Schreibe den Text über archäologische Funde in Sachsen-Anhalt zwischen "Halle (Saale)/Magdeburg. - Spektakuläre" und "auf Anfrage zusammengestellt." einschließlich ab und ersetze darin "Forscher" durch "Wissenschaftler".
____ Ausgewählter Textauszug
Grabungen in Sachsen-Anhalt Spektakuläre Funde: Diese archäologischen Entdeckungen begeisterten in diesem Jahr
Sensationelle Entdeckungen haben Archäologen 2024 bei Grabungen in Sachsen-Anhalt gemacht. Eine jahrhundertelang verschollene Kapelle, ein großer Münzschatz und ein Bischofspalast waren darunter.
Halle (Saale)/Magdeburg. - Spektakuläre Einblicke in vergangene Zeiten, Entdeckungen, die zum Staunen anregen – bei archäologischen Grabungen entdecken Forscher in Sachsen-Anhalt immer wieder bedeutsame Funde. Auch 2024 gab es eine Reihe außergewöhnlicher Relikte, die mehr über den Alltag unserer Urahnen verraten. Die wichtigsten fünf Entdeckungen dieses Jahres hat das Landesamt für Denkmalpflege und Archäologie nun auf Anfrage zusammengestellt.
________
____ Ausgewählte Einträge
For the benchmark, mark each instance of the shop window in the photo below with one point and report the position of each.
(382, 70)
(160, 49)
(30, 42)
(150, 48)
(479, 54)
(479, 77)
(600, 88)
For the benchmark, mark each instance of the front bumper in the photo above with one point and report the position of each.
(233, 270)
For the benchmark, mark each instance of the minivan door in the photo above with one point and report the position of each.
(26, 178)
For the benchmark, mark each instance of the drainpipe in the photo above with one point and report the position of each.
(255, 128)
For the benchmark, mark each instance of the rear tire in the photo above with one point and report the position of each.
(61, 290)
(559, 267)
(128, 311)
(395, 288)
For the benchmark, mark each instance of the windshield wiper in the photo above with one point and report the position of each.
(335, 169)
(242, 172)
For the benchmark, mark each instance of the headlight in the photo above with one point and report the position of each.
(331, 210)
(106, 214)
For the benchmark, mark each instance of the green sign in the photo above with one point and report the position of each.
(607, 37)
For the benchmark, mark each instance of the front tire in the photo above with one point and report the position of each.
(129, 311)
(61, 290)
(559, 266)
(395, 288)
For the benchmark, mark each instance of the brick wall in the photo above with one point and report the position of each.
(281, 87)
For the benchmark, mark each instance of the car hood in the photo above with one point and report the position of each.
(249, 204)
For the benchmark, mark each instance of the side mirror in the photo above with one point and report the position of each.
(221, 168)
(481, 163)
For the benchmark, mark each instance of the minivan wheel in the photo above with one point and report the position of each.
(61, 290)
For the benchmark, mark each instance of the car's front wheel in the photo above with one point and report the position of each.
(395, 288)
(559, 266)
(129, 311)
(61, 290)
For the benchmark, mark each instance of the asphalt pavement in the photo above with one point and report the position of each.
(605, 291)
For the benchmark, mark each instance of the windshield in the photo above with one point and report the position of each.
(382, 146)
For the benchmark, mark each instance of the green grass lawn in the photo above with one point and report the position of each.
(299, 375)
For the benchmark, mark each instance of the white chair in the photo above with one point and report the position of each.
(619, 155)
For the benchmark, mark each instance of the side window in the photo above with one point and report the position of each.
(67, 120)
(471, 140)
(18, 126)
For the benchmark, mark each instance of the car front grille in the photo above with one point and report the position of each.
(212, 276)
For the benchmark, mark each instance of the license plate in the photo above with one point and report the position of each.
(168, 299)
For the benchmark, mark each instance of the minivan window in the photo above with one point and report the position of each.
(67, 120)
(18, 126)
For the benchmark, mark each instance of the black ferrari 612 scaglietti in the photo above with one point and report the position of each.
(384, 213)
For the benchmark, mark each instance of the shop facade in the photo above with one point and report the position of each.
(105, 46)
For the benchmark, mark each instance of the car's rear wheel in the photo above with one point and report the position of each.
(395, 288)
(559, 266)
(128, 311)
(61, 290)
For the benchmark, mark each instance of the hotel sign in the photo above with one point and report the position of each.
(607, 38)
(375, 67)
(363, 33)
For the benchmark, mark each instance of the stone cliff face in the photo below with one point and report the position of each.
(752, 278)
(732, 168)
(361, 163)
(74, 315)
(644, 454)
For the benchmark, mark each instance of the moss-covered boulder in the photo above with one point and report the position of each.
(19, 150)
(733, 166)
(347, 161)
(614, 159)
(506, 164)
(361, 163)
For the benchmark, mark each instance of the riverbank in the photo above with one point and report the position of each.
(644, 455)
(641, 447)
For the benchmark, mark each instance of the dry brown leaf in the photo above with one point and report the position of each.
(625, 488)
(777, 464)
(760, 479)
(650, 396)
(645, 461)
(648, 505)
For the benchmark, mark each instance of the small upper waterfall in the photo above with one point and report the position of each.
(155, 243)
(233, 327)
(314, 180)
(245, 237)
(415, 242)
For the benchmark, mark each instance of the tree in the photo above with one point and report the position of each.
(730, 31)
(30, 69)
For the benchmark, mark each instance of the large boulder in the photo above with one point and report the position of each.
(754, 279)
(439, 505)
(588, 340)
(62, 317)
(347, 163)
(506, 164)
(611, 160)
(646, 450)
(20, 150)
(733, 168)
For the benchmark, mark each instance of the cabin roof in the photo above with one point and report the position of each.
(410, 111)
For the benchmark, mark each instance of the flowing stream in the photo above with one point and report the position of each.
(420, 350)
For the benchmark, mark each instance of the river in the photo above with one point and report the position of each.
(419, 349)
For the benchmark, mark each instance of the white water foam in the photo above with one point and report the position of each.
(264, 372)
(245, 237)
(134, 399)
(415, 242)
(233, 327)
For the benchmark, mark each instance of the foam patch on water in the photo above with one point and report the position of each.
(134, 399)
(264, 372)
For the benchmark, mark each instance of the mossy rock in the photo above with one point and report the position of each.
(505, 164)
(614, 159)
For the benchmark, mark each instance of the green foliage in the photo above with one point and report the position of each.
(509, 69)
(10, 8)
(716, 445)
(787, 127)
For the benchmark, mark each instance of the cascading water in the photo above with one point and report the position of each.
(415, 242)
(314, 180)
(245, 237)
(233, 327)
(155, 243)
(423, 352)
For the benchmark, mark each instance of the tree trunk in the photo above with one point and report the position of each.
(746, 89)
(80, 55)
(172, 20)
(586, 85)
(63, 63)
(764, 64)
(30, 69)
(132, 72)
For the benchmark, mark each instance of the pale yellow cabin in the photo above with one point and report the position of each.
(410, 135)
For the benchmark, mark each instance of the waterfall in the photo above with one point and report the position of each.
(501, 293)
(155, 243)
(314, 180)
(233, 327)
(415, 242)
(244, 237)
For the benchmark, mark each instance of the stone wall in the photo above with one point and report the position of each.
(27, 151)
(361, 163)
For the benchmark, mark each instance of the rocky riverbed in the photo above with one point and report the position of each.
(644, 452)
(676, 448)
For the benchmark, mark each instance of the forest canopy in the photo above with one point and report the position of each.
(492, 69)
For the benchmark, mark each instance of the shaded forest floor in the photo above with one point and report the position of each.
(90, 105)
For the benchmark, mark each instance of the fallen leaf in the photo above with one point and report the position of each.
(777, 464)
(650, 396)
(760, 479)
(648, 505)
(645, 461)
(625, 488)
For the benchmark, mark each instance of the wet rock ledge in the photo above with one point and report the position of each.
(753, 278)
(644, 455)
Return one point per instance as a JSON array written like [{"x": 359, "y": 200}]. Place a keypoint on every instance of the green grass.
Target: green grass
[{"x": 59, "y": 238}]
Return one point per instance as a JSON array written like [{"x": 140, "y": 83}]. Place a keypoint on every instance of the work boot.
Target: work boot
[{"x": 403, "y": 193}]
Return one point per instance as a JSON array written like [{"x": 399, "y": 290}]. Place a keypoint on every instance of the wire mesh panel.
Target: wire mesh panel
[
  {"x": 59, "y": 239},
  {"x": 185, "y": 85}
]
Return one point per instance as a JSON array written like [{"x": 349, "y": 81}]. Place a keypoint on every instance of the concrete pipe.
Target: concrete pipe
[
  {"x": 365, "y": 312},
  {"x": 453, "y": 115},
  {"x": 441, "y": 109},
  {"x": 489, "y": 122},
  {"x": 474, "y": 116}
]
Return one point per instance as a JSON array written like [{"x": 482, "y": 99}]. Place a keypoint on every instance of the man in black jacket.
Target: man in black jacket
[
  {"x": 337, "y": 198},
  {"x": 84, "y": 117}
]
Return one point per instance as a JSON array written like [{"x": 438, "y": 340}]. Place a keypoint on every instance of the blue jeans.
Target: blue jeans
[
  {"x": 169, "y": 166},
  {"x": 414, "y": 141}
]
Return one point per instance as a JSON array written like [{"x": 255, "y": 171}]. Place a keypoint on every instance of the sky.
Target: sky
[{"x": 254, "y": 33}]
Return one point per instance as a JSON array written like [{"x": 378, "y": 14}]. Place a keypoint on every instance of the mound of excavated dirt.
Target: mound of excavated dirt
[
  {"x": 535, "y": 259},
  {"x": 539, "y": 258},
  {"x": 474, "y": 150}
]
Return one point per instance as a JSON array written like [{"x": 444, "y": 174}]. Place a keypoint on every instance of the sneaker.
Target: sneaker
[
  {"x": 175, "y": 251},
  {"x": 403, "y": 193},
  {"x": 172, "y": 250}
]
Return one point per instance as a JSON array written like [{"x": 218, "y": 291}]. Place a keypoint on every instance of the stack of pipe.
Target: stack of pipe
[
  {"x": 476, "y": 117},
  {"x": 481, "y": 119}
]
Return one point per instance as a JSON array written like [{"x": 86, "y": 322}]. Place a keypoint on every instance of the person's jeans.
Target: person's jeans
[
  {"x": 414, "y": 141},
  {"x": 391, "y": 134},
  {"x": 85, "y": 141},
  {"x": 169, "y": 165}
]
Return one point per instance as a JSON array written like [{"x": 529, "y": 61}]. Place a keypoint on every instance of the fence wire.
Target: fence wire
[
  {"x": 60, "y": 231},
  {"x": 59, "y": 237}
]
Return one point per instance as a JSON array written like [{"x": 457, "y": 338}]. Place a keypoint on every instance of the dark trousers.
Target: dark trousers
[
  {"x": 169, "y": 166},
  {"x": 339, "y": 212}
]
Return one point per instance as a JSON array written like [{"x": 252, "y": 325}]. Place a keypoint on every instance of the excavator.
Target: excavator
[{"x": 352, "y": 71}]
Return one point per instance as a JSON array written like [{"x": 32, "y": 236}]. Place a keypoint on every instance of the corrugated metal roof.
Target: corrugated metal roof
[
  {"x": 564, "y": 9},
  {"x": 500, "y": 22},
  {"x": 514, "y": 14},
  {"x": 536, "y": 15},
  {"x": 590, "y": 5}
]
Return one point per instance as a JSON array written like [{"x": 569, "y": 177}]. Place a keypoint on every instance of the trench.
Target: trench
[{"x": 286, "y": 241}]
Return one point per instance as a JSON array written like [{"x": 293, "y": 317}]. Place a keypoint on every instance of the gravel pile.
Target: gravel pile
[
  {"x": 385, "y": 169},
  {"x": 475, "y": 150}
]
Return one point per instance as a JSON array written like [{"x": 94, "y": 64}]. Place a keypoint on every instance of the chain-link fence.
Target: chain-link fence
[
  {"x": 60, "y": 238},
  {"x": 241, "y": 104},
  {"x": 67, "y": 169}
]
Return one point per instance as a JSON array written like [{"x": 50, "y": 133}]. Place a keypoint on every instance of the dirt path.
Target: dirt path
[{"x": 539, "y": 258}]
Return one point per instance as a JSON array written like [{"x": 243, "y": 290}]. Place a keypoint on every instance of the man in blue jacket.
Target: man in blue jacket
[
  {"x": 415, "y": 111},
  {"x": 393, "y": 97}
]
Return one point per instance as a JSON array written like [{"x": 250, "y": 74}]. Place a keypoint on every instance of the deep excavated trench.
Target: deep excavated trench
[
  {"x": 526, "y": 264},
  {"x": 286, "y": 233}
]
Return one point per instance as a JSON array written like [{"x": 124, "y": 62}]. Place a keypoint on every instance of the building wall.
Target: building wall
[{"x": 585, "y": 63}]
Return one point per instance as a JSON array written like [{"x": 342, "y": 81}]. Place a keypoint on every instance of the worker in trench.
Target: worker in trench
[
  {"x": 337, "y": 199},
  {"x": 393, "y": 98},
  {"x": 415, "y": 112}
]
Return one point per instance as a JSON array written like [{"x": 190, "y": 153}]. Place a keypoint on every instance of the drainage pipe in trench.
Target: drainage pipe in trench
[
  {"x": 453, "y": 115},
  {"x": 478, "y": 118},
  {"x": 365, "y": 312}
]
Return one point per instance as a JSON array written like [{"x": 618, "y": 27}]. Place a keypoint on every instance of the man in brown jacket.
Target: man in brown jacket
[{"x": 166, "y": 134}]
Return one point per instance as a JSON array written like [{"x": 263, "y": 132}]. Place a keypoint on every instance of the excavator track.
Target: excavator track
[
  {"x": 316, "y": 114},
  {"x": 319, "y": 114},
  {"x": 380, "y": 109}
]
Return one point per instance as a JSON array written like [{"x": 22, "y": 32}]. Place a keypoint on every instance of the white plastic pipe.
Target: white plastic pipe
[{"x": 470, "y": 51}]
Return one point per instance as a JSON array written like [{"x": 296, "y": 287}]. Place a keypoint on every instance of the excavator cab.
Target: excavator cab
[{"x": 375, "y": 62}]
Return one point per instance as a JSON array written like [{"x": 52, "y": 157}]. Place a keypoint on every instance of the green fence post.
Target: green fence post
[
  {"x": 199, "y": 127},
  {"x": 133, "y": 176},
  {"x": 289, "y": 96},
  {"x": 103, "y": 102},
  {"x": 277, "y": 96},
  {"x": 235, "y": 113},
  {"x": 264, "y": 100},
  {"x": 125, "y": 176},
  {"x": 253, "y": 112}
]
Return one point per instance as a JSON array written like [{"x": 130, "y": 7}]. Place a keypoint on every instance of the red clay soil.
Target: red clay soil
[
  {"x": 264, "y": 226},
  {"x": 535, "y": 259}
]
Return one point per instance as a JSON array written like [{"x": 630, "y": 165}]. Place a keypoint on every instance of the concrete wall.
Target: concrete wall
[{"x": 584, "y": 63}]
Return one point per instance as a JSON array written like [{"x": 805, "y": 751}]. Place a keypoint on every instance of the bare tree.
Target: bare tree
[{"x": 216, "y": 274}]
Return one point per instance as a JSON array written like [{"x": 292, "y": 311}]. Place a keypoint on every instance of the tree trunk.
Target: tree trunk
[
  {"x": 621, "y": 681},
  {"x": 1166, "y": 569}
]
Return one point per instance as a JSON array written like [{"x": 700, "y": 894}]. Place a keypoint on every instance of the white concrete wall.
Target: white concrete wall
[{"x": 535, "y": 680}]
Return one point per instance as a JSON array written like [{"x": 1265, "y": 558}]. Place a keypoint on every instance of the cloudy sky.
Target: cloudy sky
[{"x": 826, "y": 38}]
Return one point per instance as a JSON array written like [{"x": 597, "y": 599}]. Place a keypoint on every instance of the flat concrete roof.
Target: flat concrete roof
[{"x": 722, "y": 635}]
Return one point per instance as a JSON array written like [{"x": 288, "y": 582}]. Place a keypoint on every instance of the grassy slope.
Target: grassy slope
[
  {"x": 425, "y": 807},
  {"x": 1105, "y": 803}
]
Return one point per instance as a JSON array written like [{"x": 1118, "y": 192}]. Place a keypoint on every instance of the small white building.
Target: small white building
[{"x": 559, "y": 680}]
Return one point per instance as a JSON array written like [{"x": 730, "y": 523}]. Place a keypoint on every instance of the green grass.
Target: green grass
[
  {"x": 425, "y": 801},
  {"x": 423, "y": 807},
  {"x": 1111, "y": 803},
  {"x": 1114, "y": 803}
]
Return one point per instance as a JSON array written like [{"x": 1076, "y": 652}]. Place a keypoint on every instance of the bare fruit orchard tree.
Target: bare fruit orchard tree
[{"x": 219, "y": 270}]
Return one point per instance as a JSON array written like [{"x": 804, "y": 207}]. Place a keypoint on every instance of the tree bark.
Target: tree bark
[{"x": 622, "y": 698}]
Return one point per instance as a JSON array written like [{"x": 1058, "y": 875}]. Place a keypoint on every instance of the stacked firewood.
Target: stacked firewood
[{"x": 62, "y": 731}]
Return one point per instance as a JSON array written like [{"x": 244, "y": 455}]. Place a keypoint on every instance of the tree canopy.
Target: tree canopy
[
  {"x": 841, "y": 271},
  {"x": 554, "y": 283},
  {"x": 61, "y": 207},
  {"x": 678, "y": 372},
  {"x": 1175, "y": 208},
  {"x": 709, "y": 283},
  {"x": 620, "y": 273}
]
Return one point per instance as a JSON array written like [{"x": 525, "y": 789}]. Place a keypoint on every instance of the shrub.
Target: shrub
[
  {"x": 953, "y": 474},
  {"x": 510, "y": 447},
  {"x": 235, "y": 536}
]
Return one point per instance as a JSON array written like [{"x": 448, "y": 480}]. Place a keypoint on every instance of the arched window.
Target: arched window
________
Ergebnis der Aufgabe:
Halle (Saale)/Magdeburg. - Spektakuläre Einblicke in vergangene Zeiten, Entdeckungen, die zum Staunen anregen – bei archäologischen Grabungen entdecken Wissenschaftler in Sachsen-Anhalt immer wieder bedeutsame Funde. Auch 2024 gab es eine Reihe außergewöhnlicher Relikte, die mehr über den Alltag unserer Urahnen verraten. Die wichtigsten fünf Entdeckungen dieses Jahres hat das Landesamt für Denkmalpflege und Archäologie nun auf Anfrage zusammengestellt.